Object location annotation lines
>> Start

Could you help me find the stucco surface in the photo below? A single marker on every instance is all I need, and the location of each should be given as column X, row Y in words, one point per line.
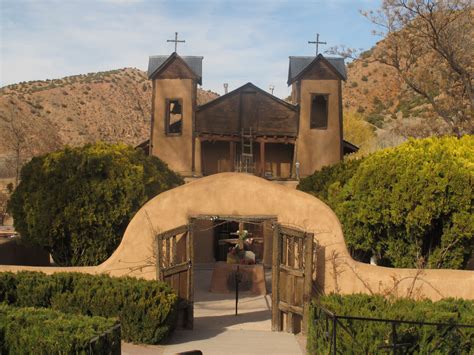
column 175, row 150
column 318, row 147
column 242, row 194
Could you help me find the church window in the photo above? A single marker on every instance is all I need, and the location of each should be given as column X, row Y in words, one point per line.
column 174, row 116
column 319, row 111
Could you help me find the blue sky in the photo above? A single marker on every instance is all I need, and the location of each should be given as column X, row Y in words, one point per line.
column 241, row 41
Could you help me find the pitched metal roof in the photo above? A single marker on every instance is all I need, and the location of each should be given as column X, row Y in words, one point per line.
column 157, row 61
column 243, row 87
column 298, row 64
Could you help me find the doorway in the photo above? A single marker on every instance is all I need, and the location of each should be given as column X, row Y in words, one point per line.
column 277, row 260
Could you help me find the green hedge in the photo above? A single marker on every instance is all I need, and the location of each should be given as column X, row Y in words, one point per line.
column 147, row 310
column 45, row 331
column 409, row 206
column 368, row 336
column 328, row 178
column 77, row 202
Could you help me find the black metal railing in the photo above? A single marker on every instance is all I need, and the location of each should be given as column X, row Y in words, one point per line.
column 336, row 334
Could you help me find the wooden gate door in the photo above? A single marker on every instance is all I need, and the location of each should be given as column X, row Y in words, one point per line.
column 292, row 271
column 174, row 265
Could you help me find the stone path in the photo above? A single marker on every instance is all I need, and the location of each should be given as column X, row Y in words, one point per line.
column 218, row 331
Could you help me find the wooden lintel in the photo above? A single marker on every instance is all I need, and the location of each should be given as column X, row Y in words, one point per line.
column 293, row 232
column 285, row 307
column 176, row 269
column 173, row 232
column 292, row 271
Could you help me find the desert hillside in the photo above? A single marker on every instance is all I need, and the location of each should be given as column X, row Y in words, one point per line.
column 375, row 91
column 111, row 106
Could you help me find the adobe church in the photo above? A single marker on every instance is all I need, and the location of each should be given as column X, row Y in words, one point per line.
column 248, row 129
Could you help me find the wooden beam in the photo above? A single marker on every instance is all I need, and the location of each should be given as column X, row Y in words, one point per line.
column 176, row 269
column 276, row 313
column 285, row 307
column 173, row 232
column 308, row 278
column 285, row 139
column 190, row 275
column 232, row 155
column 158, row 242
column 291, row 271
column 292, row 232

>> End

__EXERCISE DESCRIPTION__
Echo the lines word for word, from the very first line through the line that holds "column 242, row 194", both ends included. Leave out the picture in your answer.

__ANSWER TO THIS TASK__
Could you help me find the stucco surface in the photo below? A single marker on every instance is all I need, and the location of each should be given as column X, row Y in words, one point per line.
column 175, row 150
column 318, row 147
column 242, row 194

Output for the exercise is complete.